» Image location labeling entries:
-- -- --

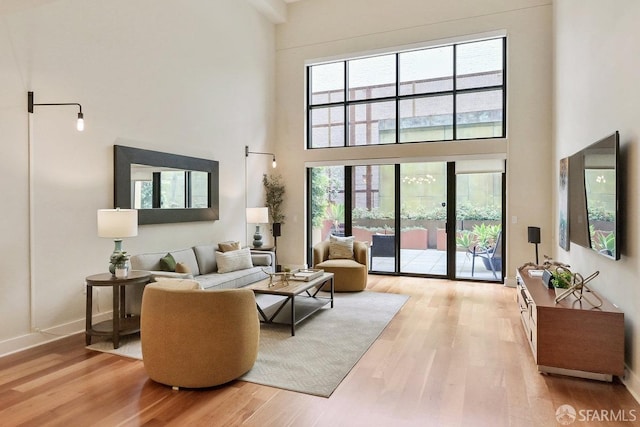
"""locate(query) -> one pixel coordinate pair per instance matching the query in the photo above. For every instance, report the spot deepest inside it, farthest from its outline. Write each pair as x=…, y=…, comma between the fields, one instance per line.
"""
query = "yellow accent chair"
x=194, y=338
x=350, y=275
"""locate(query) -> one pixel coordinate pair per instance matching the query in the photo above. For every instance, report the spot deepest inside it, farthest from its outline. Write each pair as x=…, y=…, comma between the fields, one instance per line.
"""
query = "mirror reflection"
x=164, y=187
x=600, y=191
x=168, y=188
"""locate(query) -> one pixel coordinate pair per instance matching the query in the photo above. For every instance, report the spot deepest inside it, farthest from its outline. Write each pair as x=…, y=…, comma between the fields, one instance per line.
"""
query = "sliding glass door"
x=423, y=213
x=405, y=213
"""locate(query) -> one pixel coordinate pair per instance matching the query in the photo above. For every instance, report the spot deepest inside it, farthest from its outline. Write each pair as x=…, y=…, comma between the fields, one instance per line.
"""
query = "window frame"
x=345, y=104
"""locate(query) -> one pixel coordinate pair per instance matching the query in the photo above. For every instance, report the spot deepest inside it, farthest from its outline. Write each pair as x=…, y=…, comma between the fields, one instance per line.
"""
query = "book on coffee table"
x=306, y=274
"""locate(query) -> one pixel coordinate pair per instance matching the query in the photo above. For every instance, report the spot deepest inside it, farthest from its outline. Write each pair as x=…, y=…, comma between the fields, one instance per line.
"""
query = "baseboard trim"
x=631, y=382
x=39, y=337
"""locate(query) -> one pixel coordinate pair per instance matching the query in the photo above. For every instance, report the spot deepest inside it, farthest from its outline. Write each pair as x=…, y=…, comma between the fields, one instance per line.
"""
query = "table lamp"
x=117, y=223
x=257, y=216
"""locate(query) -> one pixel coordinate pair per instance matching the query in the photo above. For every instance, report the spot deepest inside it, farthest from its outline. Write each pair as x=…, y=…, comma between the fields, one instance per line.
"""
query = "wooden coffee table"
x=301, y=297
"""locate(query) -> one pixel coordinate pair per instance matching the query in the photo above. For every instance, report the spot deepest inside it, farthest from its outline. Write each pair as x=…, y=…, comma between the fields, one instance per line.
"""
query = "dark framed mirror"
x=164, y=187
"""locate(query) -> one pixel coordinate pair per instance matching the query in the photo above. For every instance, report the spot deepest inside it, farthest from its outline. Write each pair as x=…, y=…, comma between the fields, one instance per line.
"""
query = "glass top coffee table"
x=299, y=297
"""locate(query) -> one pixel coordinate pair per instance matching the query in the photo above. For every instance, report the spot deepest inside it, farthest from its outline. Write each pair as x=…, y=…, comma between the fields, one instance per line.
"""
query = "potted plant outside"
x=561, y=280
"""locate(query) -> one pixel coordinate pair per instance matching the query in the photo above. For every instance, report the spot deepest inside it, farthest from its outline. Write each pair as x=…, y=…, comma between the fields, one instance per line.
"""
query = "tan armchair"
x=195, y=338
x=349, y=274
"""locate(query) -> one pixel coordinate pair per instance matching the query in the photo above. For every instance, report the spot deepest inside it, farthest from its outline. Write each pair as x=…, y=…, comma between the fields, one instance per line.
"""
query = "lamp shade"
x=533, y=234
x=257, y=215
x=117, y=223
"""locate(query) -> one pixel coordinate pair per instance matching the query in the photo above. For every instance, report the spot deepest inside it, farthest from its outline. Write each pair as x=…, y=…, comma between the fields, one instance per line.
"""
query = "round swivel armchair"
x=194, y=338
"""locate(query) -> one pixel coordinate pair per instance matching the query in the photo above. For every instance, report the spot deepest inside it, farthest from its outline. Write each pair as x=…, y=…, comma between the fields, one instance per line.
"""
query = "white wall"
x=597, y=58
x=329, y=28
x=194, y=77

-- -- --

» Exercise objective: Can you give every entry again with "photo above" swapped for "image above", everything else unchanged and the pictures left out?

» Output of the task:
"""locate(query) -> one pixel coordinate pair per instance matching the query in the image above. For every instance, report the spot deepest inside it, farthest from its outline. Write each pair as x=…, y=…, comma between the fields, one instance per line.
"""
query = "yellow accent chair"
x=194, y=338
x=350, y=275
"""locate(query) -> one pixel coordinate pair per instance matching the query in the image above. For every instance, report the spot deepest inside it, farthest from its outline. Write each pair as x=…, y=…, comma between the fields, one instance per line.
"""
query = "mirror reflection"
x=164, y=187
x=600, y=191
x=168, y=188
"""locate(query) -> one pixel coordinate pair per instance matching the query in the image above. For every instance, report the spot deepest inside it, farthest from its outline. Write each pair as x=…, y=…, comma between the fields, one instance per line.
"""
query = "sliding glass door"
x=423, y=213
x=405, y=213
"""locate(query) -> one pixel coordinate pair per instance matching the query in the image above. For every instance, report the spot deepest inside it, farthest from its outline. Write each pair as x=…, y=…, comma between the fields, one instance per line.
"""
query = "window frame"
x=345, y=104
"""locate(query) -> one pixel coordinate pair per instance matching the query in the image above. For every instance, report the spot deepest inside it, farthest from its outline. Write each pair as x=…, y=…, comma between the fields, one instance per line.
"""
query = "book on coffee table"
x=306, y=274
"""locate(query) -> one pixel coordinate pair per instance matching the query in the image above. For every instance, report the spot deepest inside it, farthest from its outline. Write each pair as x=…, y=…, comma between the fields, one instance per line.
"""
query = "baseboard trim"
x=631, y=382
x=39, y=337
"""locate(query) -> one pixel coordinate pair per instance matching the query in the image above. For every instance, report the spot deepest inside it, farthest from its outline. Write each pair as x=…, y=…, comma between the fields, one instance per line.
"""
query = "table lamp"
x=117, y=223
x=257, y=216
"""locate(query) -> one pixel coordinate pair per instance matching the query in the image above. For every instance, report the spot deepest inside it, farthest from its outline. Write each pair as x=…, y=…, comma between the fields, one instance per line.
"""
query = "wooden coffee table"
x=301, y=297
"""locate(query) -> one pixel coordinate pair per instance matching the query in the image above. For every instance, report the spot deepest inside it, farthest from its outline. Write each pair as x=…, y=…, comma between the fields, one instance per line.
"""
query = "dark framed mirror"
x=164, y=187
"""locate(query) -> one pixel coordinate pair per instance matching the query in the image above. For every instance, report the spot deepest inside it, farthest from its outline. Write each pair as x=…, y=…, comma between the fields, one instance per line.
"""
query = "glass top coffee table"
x=299, y=297
"""locate(query) -> one pixel coordinate pair per instance matching the query in the image above. For every instance, report the spot deepest inside it, farthest from its outline. Write each pair as x=…, y=…, comma between the fields, one instance per line.
"""
query = "potted plant outside"
x=561, y=280
"""locate(query) -> one pixel coordinate pair per instance matching the query in the image above. For every instance, report the spot deepest inside it, farthest from its outline. Write each pair as x=…, y=…, comma between the fields, one instance per line.
"""
query = "tan armchair"
x=195, y=338
x=349, y=274
"""locate(query) -> one pixel coordinate pair per instance matching the query in the image above. For every instance, report the spot deepest inside it, farthest from its outline. Write each pair as x=…, y=…, comma between the fields, one instance per line.
"""
query = "lamp shade"
x=533, y=234
x=257, y=215
x=117, y=223
"""locate(query) -> one pixel coordinate pair per instance matching the query in the image above. For every instance, report the spot deepest inside it, farthest from its outline. Write each pair as x=…, y=…, comma between the fields, one instance per line.
"""
query = "round swivel armchair"
x=194, y=338
"""locate(query) -> one pixel coordinate pair per instance matching the query in the image above. For every instance, report the spot deepest inside it, farthest from its outline. Write each pair as x=…, y=…, comma between the fields, one instance per line.
"""
query = "white wall"
x=597, y=58
x=329, y=28
x=194, y=77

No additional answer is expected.